* **PROBLÈME POSÉ**:
Relevez chaque ligne du matériel ci-dessous qui contient la chaîne "blue", et recopiez-la sans la modifier.

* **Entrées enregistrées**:
________
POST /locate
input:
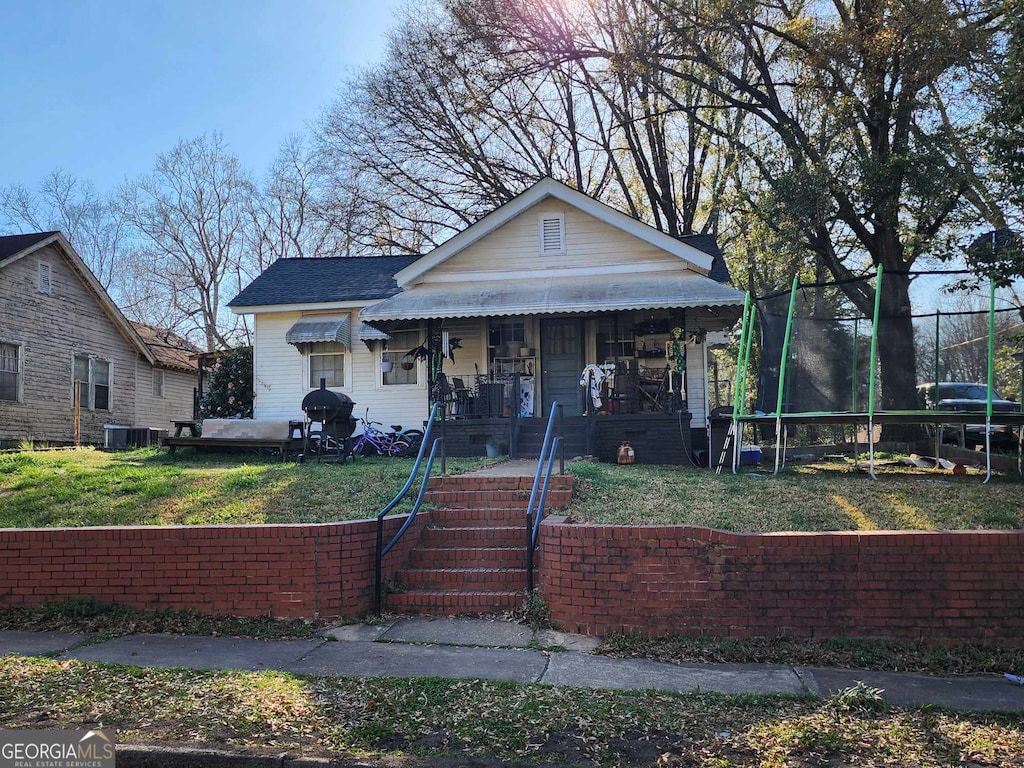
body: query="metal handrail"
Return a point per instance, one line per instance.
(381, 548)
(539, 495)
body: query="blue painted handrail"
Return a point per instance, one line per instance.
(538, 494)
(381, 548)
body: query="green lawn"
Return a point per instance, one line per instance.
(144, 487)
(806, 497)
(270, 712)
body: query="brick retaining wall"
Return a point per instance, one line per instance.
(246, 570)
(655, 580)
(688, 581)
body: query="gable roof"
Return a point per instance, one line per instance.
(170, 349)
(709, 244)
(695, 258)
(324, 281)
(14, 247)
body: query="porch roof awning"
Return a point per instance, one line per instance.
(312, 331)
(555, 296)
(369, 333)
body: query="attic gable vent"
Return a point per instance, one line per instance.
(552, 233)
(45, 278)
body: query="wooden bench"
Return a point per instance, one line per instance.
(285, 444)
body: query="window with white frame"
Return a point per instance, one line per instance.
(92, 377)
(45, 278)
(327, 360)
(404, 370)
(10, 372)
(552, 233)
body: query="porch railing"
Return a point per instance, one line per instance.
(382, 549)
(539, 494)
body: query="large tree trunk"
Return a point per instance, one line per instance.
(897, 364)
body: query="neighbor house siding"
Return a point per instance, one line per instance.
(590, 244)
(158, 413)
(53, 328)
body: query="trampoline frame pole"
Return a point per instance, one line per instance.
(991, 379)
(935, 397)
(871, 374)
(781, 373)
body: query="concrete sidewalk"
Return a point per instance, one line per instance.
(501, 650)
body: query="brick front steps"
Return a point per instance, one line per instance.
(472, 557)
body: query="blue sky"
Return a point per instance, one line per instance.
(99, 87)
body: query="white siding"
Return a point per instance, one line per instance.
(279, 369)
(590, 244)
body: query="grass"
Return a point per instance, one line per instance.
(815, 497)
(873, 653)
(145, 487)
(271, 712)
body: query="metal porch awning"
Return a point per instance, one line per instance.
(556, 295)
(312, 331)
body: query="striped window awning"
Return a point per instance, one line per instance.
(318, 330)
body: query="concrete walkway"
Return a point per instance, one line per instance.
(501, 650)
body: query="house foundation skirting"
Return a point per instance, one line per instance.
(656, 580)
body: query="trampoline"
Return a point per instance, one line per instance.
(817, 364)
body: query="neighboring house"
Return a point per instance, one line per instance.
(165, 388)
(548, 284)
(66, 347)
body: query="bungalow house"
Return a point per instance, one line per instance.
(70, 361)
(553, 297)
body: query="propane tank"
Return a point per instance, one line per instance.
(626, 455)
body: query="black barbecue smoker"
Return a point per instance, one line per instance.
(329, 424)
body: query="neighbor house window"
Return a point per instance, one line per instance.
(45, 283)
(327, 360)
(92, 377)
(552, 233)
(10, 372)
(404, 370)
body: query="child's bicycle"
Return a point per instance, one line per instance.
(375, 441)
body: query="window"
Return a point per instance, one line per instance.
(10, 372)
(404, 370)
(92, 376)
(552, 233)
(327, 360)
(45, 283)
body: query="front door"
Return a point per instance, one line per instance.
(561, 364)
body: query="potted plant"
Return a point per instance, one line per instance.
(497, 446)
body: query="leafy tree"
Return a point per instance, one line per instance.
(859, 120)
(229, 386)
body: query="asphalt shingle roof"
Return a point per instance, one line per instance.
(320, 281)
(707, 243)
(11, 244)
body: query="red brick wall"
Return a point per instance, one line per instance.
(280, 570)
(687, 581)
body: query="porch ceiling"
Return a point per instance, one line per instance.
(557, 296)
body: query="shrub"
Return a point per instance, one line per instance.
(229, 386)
________
* **SORTIE COMPLÈTE**:
body: query="blue painted handrail"
body: query="blue sky"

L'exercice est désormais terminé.